YOUR OBJECTIVE –
Within these entries, which lines include the string "warehouse"? Copy each one.
-------- LISTED ENTRIES --------
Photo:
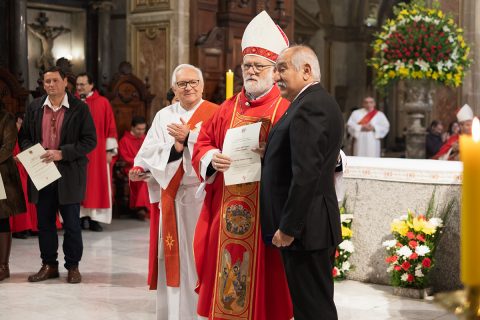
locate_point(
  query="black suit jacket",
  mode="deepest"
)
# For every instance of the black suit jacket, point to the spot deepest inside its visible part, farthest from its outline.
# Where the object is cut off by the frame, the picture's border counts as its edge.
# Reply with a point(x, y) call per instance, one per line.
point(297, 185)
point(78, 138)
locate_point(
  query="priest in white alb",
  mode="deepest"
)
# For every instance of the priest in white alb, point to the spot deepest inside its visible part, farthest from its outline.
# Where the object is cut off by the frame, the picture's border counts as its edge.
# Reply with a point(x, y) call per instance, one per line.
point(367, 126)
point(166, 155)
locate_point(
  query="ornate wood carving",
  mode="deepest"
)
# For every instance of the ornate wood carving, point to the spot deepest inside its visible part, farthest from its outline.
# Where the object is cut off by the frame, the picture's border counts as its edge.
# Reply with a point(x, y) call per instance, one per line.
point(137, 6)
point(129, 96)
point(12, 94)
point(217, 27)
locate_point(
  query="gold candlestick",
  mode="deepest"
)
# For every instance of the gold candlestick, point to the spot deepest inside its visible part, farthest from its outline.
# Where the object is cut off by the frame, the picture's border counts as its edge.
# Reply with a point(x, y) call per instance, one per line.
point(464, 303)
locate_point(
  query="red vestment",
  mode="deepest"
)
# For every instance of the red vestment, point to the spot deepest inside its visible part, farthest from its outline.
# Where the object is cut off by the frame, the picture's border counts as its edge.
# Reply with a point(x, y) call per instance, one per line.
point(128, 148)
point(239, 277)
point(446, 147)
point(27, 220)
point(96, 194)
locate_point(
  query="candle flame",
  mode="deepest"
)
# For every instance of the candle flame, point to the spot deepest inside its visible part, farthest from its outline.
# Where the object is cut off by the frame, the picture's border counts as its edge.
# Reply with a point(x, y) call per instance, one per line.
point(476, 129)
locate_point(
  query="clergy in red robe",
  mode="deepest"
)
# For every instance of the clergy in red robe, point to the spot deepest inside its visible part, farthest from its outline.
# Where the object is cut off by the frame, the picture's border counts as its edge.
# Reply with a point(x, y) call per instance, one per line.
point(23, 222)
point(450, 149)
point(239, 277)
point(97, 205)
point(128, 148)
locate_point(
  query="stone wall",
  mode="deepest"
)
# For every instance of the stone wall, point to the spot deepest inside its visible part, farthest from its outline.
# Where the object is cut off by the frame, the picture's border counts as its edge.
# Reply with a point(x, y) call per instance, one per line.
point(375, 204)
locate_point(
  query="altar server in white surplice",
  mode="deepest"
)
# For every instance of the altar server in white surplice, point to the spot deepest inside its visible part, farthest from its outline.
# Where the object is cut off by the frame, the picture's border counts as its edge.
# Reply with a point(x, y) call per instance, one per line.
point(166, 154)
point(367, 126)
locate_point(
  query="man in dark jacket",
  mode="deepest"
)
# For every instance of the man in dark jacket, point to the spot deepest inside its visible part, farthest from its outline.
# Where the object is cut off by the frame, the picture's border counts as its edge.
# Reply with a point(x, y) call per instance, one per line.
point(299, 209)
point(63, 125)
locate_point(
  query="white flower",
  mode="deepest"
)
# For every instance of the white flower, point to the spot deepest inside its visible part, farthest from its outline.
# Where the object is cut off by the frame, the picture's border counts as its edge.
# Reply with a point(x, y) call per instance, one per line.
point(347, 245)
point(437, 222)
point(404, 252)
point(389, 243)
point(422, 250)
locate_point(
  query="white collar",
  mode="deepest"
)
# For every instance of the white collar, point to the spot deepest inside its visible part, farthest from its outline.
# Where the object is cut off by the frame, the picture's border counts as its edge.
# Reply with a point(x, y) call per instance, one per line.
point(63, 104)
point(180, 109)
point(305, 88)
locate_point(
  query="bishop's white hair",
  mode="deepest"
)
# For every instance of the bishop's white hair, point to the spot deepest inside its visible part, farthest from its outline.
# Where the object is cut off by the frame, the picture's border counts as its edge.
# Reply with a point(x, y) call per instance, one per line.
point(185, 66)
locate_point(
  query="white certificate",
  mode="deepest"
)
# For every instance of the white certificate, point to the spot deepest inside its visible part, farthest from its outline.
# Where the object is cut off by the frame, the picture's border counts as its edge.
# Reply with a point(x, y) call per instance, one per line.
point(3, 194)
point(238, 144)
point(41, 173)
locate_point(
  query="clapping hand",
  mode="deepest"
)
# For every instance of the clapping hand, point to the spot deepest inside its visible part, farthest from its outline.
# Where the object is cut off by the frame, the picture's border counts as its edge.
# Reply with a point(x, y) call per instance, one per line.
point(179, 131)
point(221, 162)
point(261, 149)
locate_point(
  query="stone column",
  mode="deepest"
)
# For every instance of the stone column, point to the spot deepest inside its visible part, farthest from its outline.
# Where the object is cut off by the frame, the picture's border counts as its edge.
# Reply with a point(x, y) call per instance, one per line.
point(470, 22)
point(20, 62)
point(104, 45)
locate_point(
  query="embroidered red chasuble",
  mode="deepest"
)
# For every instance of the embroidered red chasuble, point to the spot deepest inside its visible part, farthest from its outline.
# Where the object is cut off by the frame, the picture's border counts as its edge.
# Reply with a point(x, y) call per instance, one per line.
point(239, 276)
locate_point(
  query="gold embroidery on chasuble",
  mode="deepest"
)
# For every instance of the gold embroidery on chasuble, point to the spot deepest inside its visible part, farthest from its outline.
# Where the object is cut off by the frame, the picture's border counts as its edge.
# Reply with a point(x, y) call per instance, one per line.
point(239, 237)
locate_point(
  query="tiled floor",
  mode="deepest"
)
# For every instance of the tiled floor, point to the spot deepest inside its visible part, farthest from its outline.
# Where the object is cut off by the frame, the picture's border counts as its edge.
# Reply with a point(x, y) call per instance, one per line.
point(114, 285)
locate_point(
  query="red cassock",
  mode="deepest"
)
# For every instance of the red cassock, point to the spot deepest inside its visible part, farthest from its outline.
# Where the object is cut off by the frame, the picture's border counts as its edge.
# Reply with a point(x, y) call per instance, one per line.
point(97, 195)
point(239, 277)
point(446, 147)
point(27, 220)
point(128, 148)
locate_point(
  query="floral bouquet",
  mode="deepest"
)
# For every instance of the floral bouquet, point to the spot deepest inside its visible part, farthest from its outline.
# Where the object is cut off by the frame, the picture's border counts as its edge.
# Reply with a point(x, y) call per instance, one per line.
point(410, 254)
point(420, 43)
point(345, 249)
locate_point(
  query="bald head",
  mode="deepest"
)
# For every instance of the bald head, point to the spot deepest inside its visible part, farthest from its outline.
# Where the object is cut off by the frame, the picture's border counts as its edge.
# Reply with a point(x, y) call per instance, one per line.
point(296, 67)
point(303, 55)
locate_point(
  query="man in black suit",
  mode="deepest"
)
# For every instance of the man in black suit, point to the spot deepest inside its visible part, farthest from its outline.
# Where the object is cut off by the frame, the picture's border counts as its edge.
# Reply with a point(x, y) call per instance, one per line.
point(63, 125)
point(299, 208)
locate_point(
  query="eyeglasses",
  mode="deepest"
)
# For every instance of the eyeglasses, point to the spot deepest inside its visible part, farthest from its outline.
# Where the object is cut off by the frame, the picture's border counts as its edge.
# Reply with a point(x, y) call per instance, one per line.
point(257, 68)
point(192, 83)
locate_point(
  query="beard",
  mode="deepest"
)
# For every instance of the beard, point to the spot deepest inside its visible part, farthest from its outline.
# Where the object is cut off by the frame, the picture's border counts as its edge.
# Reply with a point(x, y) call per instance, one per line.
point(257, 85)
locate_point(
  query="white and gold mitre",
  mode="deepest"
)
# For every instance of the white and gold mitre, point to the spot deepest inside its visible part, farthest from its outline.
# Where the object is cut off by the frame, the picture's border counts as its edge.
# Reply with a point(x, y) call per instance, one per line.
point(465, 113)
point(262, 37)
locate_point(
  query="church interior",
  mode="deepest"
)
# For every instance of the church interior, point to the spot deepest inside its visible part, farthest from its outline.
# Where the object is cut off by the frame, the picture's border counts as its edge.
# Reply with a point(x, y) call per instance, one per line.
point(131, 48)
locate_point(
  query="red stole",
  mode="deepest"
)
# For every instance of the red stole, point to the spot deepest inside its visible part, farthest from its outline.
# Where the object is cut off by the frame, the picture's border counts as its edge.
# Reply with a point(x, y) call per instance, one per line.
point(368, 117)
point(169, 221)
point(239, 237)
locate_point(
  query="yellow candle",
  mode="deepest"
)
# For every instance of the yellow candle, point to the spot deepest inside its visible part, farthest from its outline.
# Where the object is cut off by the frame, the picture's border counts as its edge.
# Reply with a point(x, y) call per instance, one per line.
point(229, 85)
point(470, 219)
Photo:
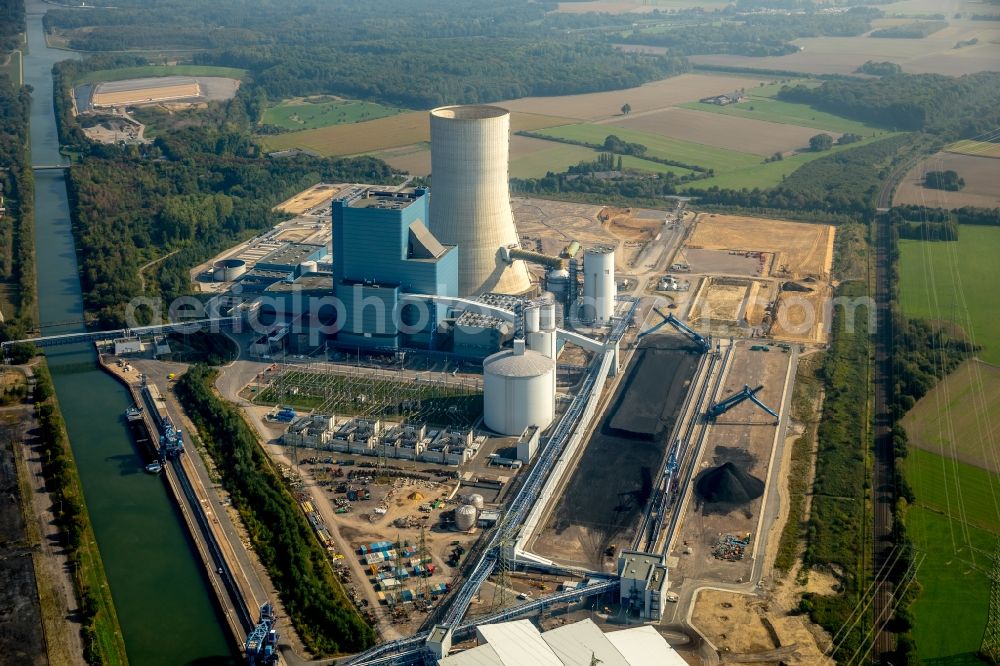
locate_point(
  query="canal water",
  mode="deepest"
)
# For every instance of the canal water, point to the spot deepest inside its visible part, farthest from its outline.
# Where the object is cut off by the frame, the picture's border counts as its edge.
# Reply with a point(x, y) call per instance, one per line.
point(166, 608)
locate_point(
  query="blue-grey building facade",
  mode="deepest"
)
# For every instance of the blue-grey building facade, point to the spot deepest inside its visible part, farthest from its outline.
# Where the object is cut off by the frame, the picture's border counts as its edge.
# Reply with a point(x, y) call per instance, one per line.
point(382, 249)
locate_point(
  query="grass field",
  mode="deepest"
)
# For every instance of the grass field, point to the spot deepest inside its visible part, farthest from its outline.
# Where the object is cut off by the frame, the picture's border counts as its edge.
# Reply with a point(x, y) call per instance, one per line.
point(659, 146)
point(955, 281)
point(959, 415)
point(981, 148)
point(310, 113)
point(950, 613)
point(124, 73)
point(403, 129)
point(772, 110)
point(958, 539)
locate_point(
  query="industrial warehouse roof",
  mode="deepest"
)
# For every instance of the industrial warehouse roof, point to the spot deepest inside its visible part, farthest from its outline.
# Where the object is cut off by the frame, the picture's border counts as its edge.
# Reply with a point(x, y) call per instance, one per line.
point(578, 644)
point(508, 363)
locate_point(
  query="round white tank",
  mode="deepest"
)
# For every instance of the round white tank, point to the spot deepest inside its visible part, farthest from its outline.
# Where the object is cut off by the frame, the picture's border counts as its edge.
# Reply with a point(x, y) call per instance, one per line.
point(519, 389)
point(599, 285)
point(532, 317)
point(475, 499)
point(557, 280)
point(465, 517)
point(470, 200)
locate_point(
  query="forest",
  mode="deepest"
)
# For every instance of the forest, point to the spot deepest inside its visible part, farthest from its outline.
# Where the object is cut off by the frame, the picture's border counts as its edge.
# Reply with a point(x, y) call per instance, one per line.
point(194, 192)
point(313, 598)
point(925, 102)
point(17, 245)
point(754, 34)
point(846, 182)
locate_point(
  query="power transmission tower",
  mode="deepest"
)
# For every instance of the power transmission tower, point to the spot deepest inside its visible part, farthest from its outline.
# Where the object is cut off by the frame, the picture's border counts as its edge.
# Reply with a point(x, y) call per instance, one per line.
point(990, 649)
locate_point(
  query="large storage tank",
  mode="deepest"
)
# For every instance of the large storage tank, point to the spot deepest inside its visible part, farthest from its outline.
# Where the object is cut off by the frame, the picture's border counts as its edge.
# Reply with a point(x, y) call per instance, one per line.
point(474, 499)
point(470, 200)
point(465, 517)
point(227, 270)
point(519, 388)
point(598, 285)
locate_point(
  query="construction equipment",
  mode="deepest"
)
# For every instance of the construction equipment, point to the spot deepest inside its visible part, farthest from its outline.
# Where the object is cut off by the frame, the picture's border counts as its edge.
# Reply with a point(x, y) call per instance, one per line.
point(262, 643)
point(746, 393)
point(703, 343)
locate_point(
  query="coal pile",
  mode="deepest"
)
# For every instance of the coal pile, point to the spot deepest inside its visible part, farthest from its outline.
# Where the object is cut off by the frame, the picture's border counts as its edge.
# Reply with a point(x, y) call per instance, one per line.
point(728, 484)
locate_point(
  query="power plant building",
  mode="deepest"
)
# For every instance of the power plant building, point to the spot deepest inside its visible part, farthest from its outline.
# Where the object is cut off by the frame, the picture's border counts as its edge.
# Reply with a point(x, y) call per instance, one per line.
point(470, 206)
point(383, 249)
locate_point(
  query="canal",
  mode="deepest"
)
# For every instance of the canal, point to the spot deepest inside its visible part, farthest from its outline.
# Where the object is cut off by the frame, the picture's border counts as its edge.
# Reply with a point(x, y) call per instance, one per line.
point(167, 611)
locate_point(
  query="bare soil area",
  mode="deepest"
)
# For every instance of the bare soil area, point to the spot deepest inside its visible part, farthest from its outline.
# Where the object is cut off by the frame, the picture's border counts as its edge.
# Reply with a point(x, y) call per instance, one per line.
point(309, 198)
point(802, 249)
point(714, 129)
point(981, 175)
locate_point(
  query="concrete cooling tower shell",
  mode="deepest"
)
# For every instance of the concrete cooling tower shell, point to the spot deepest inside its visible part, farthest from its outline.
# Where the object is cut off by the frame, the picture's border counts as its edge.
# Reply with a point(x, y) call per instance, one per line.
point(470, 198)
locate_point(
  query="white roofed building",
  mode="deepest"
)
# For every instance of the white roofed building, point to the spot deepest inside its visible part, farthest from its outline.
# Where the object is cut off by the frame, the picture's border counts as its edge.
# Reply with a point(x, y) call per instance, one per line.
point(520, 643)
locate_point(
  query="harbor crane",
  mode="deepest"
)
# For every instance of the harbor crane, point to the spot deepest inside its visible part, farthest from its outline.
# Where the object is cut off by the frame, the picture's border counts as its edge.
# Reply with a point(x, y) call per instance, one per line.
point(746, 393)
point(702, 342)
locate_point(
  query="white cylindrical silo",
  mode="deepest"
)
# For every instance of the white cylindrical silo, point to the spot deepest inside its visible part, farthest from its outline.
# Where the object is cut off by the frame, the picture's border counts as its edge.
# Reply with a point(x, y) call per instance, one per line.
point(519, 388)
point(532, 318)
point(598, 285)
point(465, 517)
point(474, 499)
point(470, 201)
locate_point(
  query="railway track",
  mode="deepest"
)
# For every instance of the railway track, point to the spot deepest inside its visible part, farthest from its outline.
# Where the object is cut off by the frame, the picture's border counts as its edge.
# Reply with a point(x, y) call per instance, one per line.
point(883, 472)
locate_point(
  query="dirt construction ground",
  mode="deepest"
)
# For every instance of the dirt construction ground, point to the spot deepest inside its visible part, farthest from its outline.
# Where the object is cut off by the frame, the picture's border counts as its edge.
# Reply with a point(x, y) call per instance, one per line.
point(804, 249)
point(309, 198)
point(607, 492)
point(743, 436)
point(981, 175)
--------
WRITTEN RESPONSE –
  query="industrial warehouse roof",
# For every instance of the industrial warehouse roof, point to the spot deepest inside its visible part, farthest from its outline.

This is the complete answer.